### Activity list
(1) In the abstract on T cell-mediated lung inflammation, in which cells is influenza hemagglutinin expressed as a transgene in the mouse model?
(2) Continue the abstract on T cell-mediated lung inflammation from where it stops.

Marcus Gereke1 email, Lothar Gröbe2 email, Silvia Prettin2 email, Michael Kasper3 email, Stefanie Deppenmeier4 email, Achim D Gruber4 email, Richard I Enelow5 email, Jan Buer2,6 email and Dunja Bruder1 email

Immune Regulation Group, Helmholtz Centre for Infection Research, Braunschweig, Germany

Department of Mucosal Immunity, Helmholtz Centre for Infection Research, Braunschweig, Germany

Institute of Anatomy, Medical Faculty Carl Gustav Carus, Dresden University of Technology, Dresden, Germany

Department of Veterinary Pathology, Free University Berlin, Berlin, Germany

Departments of Medicine, and Microbiology/Immunology, Dartmouth Medical School, Lebanon, NH, USA

Department of Medical Microbiology, University Hospital Essen, Essen, Germany

author email corresponding author email

Respiratory Research 2007, 8:47doi:10.1186/1465-9921-8-47

Published: 4 July 2007

Abstract

Background

Although the contribution of alveolar type II epithelial cell (AEC II) activities in various aspects of respiratory immune regulation has become increasingly appreciated, our understanding of the contribution of AEC II transcriptosome in immunopathologic lung injury remains poorly understood. We have previously established a mouse model for chronic T cell-mediated pulmonary inflammation in which influenza hemagglutinin (HA) is expressed as a transgene in AEC II, in mice expressing a transgenic T cell receptor specific for a class II-restricted epitope of HA. Pulmonary inflammation in these mice occurs as a result of CD4+ T cell recognition of alveolar antigen. This model was utilized to assess the profile of inflammatory mediators expressed by alveolar epithelial target cells triggered by antigen-specific recognition in CD4+ T cell-mediated lung inflammation.

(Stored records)
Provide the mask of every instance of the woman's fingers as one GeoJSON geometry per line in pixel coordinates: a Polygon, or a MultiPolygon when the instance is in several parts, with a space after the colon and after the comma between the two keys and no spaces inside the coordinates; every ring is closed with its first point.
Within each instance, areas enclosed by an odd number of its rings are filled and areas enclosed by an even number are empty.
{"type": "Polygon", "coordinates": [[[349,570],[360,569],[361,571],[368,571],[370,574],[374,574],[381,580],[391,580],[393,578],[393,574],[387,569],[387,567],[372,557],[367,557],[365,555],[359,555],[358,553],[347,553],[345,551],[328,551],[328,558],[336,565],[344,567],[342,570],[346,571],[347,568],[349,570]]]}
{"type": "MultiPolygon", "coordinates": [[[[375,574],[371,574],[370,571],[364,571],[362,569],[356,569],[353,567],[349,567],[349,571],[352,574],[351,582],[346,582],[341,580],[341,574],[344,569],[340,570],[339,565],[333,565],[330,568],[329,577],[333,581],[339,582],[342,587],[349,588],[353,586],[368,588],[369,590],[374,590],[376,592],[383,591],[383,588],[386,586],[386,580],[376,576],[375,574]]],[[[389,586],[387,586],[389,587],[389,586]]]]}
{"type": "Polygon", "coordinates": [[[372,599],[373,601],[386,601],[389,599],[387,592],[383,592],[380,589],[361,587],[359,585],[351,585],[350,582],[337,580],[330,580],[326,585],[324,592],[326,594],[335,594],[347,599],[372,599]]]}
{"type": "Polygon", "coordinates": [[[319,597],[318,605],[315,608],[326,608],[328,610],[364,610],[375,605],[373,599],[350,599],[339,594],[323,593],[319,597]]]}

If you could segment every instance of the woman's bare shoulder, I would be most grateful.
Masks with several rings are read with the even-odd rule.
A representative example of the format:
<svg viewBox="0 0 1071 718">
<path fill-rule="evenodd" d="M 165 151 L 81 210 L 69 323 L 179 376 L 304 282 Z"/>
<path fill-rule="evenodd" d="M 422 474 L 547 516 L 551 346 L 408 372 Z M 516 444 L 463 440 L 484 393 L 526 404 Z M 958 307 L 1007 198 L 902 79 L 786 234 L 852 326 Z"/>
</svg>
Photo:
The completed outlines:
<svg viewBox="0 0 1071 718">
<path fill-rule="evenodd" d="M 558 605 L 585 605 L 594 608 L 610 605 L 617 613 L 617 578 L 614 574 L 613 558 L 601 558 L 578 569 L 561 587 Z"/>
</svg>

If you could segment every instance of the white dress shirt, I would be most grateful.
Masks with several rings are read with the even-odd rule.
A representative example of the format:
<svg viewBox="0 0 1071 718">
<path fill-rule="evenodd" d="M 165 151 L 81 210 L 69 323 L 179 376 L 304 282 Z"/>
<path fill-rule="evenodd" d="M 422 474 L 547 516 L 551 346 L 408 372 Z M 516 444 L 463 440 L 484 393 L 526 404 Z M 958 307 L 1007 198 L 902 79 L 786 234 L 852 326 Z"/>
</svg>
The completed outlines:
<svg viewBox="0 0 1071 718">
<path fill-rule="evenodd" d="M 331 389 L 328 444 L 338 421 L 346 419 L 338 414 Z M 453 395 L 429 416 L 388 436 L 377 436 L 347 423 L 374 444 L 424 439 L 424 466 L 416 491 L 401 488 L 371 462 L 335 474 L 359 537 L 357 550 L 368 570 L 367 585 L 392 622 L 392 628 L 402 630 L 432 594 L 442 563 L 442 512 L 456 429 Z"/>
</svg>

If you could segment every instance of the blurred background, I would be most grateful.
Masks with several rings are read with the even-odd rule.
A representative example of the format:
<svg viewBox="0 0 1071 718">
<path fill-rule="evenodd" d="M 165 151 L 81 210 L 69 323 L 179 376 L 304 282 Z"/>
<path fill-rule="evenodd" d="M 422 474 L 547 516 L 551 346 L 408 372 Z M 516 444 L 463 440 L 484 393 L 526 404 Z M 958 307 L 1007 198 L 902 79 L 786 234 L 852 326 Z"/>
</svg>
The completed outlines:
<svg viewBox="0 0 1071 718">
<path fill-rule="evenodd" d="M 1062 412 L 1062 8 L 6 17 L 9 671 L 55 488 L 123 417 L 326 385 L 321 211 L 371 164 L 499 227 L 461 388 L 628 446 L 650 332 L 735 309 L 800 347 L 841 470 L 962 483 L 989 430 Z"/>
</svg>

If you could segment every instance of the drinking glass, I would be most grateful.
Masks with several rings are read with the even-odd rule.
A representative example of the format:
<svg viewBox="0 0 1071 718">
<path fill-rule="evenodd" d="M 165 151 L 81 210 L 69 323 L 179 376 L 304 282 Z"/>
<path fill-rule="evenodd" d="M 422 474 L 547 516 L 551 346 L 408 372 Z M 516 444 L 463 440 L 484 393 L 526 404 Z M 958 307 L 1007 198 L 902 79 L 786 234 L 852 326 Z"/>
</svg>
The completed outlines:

### Results
(1) In alveolar type II epithelial cells (AEC II).

(2)
Methods

We established a method that allows the flow cytometric negative selection and isolation of primary AEC II of high viability and purity. Genome wide transcriptional profiling was performed on mRNA isolated from AEC II isolated from healthy mice and from mice with acute and chronic CD4+ T cell-mediated pulmonary inflammation.

Results

T cell-mediated inflammation was associated with expression of a broad array of cytokine and chemokine genes by AEC II cell, indicating a potential contribution of epithelial-derived chemoattractants to the inflammatory cell parenchymal infiltration. Morphologically, there was an increase in the size of activated epithelial cells, and on the molecular level, comparative transcriptome analyses of AEC II from inflamed versus normal lungs provide a detailed characterization of the specific inflammatory genes expressed in AEC II induced in the context of CD4+ T cell-mediated pneumonitis.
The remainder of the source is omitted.